EXERCISE INSTRUCTIONS: Please lay out the listing below, from its start through the line containing "42, 134, 55]]", as a two-column CSV with headers input and output: each row pairs a block of text with the bracketed result that follows it, each value in one quoted field with its line breaks replaced by spaces.

◇ ◇ ◇ ◇ ◇

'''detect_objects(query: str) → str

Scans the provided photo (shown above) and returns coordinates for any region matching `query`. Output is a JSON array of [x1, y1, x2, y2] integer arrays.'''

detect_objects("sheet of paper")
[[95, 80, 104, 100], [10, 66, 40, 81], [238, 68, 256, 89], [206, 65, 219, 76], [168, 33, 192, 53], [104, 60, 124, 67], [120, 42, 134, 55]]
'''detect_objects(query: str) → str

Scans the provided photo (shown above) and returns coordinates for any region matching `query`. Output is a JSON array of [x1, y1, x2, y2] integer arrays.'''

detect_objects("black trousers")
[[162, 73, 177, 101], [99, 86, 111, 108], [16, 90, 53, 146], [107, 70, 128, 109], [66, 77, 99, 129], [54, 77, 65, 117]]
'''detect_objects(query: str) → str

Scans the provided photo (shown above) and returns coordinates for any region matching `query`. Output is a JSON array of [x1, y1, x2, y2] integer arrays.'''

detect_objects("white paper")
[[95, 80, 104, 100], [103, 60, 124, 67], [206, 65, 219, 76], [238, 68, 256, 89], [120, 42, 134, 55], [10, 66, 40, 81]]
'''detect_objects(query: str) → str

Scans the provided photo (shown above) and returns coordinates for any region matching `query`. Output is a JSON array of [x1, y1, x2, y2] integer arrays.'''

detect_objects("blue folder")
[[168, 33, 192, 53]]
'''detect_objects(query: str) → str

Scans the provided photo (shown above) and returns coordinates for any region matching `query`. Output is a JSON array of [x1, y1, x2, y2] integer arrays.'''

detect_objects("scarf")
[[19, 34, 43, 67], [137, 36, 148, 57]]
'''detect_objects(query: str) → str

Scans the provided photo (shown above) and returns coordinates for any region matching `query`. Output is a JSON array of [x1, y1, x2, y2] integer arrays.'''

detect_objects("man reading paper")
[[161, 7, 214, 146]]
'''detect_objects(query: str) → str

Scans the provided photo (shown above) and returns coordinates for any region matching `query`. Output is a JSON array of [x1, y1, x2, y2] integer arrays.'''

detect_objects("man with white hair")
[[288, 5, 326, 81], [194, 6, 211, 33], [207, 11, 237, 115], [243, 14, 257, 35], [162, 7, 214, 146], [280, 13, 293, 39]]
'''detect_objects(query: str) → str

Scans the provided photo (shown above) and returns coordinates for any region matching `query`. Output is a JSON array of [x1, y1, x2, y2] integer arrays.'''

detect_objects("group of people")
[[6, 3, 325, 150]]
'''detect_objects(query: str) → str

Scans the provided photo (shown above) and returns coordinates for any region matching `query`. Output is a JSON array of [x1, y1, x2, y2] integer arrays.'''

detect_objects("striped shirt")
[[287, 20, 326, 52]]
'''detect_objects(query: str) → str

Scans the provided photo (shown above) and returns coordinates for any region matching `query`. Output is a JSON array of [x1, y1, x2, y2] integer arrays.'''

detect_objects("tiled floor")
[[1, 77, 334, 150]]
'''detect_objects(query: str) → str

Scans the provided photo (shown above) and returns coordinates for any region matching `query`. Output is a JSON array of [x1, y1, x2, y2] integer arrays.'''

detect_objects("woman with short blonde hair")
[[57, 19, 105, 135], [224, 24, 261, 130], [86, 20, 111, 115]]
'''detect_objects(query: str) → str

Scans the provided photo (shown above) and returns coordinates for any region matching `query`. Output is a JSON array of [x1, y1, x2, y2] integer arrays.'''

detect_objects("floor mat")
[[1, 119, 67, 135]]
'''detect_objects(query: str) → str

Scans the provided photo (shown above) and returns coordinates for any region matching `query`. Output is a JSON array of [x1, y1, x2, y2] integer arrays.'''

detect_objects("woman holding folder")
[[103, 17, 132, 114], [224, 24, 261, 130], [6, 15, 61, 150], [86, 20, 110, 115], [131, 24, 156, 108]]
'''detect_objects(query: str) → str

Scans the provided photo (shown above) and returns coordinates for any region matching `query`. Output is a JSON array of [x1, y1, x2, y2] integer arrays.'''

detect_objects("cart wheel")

◇ ◇ ◇ ◇ ◇

WORKED ANSWER:
input,output
"'''detect_objects(query: str) → str Scans the provided photo (shown above) and returns coordinates for any region matching `query`. Output is a JSON array of [x1, y1, x2, y2] integer arrays.''' detect_objects(""sheet of paper"")","[[95, 80, 104, 100], [10, 66, 40, 81], [238, 68, 256, 89], [206, 65, 219, 76], [168, 33, 192, 53], [104, 60, 124, 67], [120, 42, 134, 55]]"